# Task requirements
Please return all records verbatim, no pictures.

[Data entries]
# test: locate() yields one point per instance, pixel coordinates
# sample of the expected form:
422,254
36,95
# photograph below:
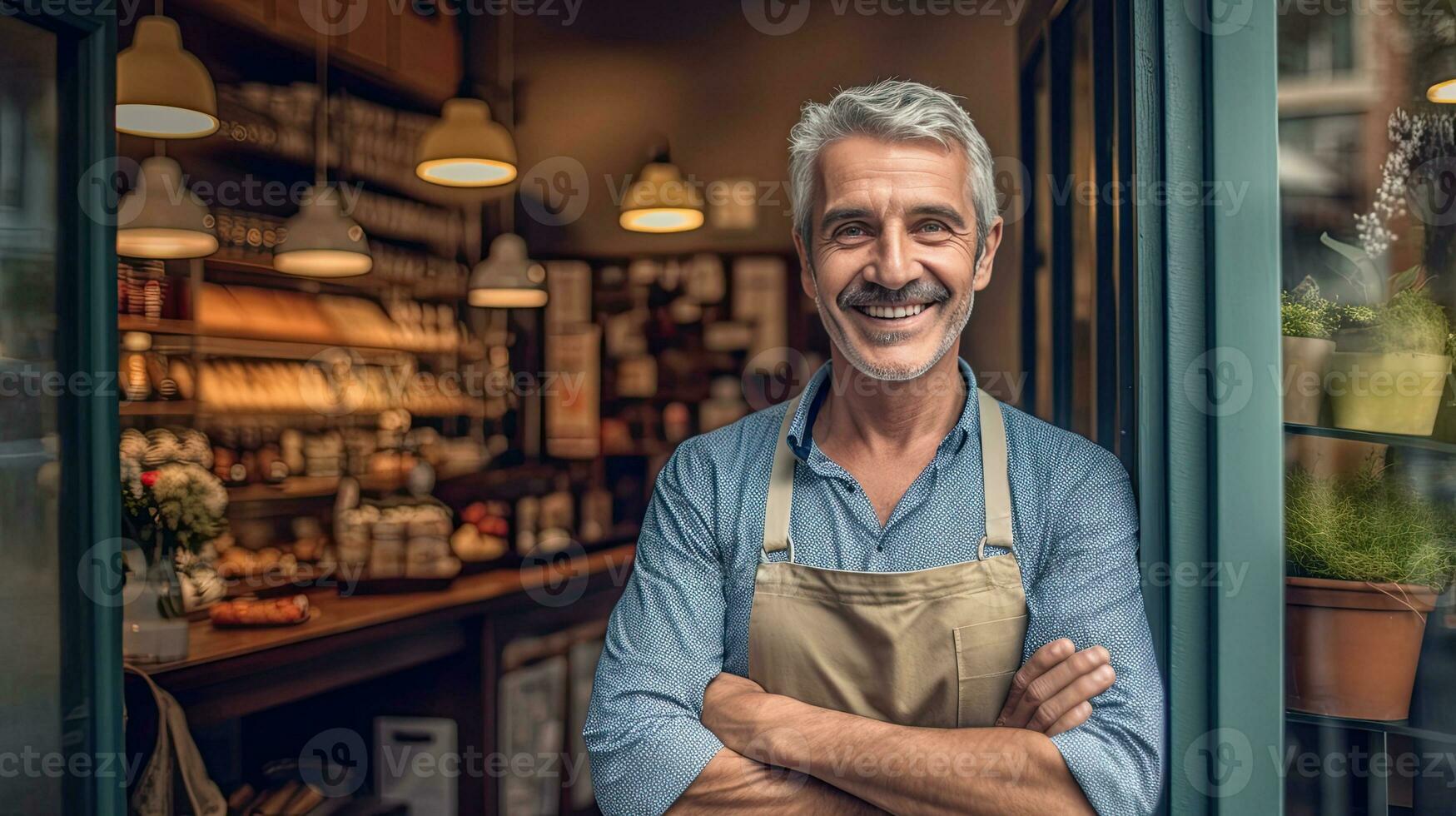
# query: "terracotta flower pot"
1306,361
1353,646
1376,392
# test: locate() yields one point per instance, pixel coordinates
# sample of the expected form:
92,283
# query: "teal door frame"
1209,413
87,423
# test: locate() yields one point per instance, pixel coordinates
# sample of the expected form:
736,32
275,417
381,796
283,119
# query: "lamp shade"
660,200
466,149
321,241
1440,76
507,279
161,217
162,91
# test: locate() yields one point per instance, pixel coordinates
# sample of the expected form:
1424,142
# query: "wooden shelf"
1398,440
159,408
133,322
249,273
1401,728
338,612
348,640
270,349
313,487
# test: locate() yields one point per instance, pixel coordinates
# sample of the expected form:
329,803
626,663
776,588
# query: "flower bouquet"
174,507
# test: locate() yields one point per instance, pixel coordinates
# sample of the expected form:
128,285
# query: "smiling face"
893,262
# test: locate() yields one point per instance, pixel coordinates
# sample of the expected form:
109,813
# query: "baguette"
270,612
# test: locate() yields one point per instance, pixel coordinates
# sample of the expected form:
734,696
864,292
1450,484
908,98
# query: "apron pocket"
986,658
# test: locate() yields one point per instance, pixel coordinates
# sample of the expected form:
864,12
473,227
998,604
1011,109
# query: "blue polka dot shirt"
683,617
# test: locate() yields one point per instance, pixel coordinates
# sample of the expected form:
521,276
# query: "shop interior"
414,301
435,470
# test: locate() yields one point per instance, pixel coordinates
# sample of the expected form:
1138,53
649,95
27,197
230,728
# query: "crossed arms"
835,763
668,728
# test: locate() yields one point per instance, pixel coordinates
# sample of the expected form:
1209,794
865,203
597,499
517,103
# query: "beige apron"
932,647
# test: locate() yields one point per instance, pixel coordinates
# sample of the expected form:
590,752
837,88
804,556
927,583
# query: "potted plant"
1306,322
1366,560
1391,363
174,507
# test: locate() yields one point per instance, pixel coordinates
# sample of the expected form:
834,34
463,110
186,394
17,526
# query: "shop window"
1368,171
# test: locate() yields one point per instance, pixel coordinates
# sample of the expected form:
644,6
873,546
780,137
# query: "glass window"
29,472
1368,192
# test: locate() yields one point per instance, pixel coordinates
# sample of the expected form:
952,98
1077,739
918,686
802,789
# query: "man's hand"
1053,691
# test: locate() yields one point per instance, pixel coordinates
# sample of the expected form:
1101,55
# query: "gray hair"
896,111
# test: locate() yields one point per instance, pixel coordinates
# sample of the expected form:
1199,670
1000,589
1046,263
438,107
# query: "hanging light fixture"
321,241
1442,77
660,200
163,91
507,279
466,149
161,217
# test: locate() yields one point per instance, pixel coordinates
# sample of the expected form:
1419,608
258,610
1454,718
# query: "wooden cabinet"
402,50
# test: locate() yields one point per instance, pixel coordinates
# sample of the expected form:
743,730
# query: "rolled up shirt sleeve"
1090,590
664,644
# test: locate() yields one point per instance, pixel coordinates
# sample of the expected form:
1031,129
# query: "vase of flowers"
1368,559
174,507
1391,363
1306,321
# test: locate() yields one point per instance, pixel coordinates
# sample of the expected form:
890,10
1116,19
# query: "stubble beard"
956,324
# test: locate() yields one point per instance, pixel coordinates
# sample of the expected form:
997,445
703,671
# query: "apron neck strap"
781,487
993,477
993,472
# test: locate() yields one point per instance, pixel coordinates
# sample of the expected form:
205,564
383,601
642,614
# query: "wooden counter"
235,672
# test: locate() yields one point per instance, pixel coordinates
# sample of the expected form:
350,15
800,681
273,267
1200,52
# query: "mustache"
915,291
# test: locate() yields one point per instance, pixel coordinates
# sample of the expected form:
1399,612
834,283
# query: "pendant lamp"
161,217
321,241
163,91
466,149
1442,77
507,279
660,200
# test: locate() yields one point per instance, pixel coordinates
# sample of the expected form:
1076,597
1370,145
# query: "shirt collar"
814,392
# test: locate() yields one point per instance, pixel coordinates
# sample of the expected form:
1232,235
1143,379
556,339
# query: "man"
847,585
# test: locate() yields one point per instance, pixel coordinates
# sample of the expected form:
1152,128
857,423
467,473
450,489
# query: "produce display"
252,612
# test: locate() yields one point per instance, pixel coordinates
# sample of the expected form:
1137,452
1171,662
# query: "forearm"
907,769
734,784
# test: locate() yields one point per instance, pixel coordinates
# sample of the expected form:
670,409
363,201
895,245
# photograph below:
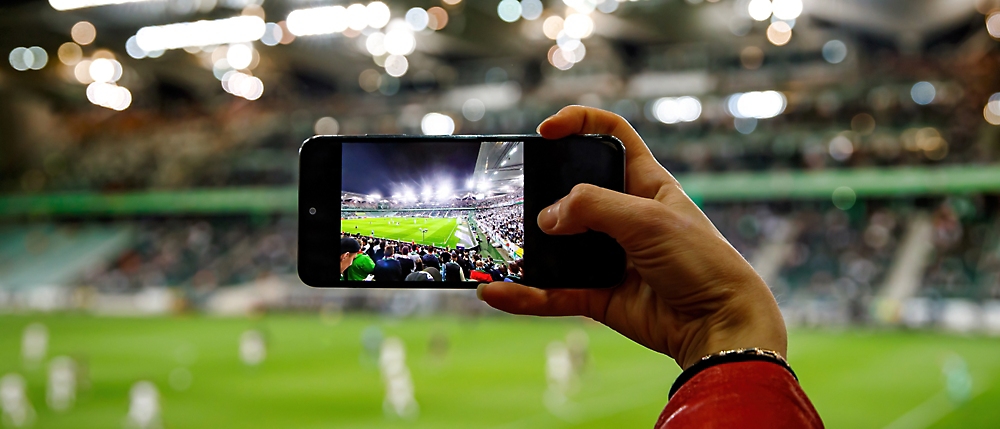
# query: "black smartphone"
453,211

# Your solution
# test: locate() yields one point per instance, pixel coordinates
# sample of the expected form:
422,254
36,95
# photograph below:
# query: "terracotta flower pot"
1306,361
1353,646
1376,392
# test: locate() yields one point per instance, pixel coordinates
# sample of the expected form:
92,283
# query: "teal door frame"
1209,413
87,423
# test: locate() yields one point per instance, pixel coordinates
# sample of the expected form:
736,32
275,417
381,796
283,119
# query: "lamp shade"
660,200
466,149
321,241
1440,76
507,279
161,217
162,91
# test: locate() yields one point per instance, pixel coordinates
# sample of the expected form:
1424,142
# query: "wooden shelf"
1398,440
159,408
133,322
249,273
1401,728
338,612
348,640
270,349
313,487
# test: locate() yields one point per instance, pixel coordinates
# sample of the expected form:
329,803
626,663
776,588
# query: "flower bouquet"
174,507
# test: locate() yields one point per instance, pixel coordinates
# sample of the expected form:
128,285
# query: "smiling face"
893,262
# test: locate() yields one point per instance, pixel coordinates
# sample of the expected form:
109,813
# query: "baguette"
270,612
# test: locate() yields one point per instance, pixel coordinates
# sample of the expected form:
734,696
864,292
1450,484
908,98
# query: "apron pocket"
986,658
# test: locate() yields one point per instance, pixel coordinates
# sample of the expected form:
864,12
473,227
998,604
1011,109
# query: "blue polka dot shirt"
683,617
# test: locate() yields one point per instance, pixel coordinates
# sample of the expected form:
521,276
# query: "shop interior"
414,301
435,470
# test: locate() yields one point per instance, pixel coordinates
# sample of the expected form:
1138,53
649,95
27,197
230,728
# query: "crossed arms"
835,763
668,728
# test: locate() yields one point per instance, pixel coordinates
# sample of the expected form:
1209,794
865,203
597,499
517,103
# query: "beige apron"
932,647
# test: locate() yields one point per instance, pixel coordinates
# sample of the expected form:
590,752
837,88
804,556
927,583
# query: "potted plant"
1306,322
1366,560
1391,363
174,507
# test: locate() yields one point per instance, pixel coordinates
# sample of the expected form:
834,34
463,110
186,394
17,526
# query: "shop window"
1368,171
# test: locate() yields one point per instance, pixel coordinates
# sample of the expected form:
644,6
873,546
780,137
# query: "glass window"
29,472
1368,192
# test: locate() yields one point per instance, pixel coordinates
# sample of the expected form:
952,98
1077,739
918,686
802,789
# query: "man's hand"
1053,691
# test: locate() yields one point per instance, pixel coordinates
# sample of the expected form:
1101,55
# query: "gray hair"
896,111
# test: locate() yields one point per instance, pixel coordinates
# sample of the expected form:
1199,670
1000,589
1046,263
438,107
# query: "hanging light fixture"
321,241
1442,77
660,200
163,91
507,279
466,149
161,217
# test: locate() yields one point per instance, pixel coordinates
# sample of the expected form:
1419,608
258,610
1454,718
# query: "wooden cabinet"
402,50
# test: locate() yields one point per instance, pixel coordinates
# sample of the expected form:
743,730
# query: "rolled up shirt sleeve"
1090,590
664,644
# test: locate() yields one point per instance, pixel coordinates
# sample of the expected form:
1031,129
# query: "vase of flowers"
1368,559
174,507
1391,363
1306,321
# test: locate() yields one point per instance, pixel coordinates
# sample of the expected form:
890,10
1116,19
# query: "stubble beard"
956,324
# test: locate() yields one point per instance, pixel coordinates
# sample of the expected form:
997,445
703,671
# query: "apron neck strap"
781,487
993,477
993,472
# test: locate() yields one point per instance, pixel coordinates
# sample of the expected form:
205,564
383,601
642,614
# query: "wooden counter"
235,672
# test: locate() yields one point per instance, pixel coordinates
# sample of the expected form:
350,15
800,681
273,267
1200,52
# query: "mustache"
915,291
# test: locate() yields one point per instance, pixel coordinates
# sample of the expected form:
1399,612
834,283
# query: "pendant lamp"
161,217
321,241
163,91
466,149
1442,77
507,279
660,200
# test: locate() yields one point per instance, pixel coordinates
# sample of the expected form:
1076,597
1370,145
# query: "shirt collar"
814,392
# test: locate() yields one point per instance, pixel coordinates
# sample of the expected form:
1232,235
1143,379
556,339
# query: "man"
847,585
# test: locate() yields one point per instance, pixel coordinates
# sample of the expected form:
1152,128
857,423
467,473
450,489
# query: "produce display"
252,612
# test: locate() yields one point per instance, pixel coordinates
# sample of the expected form:
1137,452
1171,662
# query: "forearm"
907,769
734,784
# test: locate() yields one point per instance, pixel coordinates
# sample of the expected form:
670,409
363,201
895,245
# photograph below:
# query: "black smartphone"
453,211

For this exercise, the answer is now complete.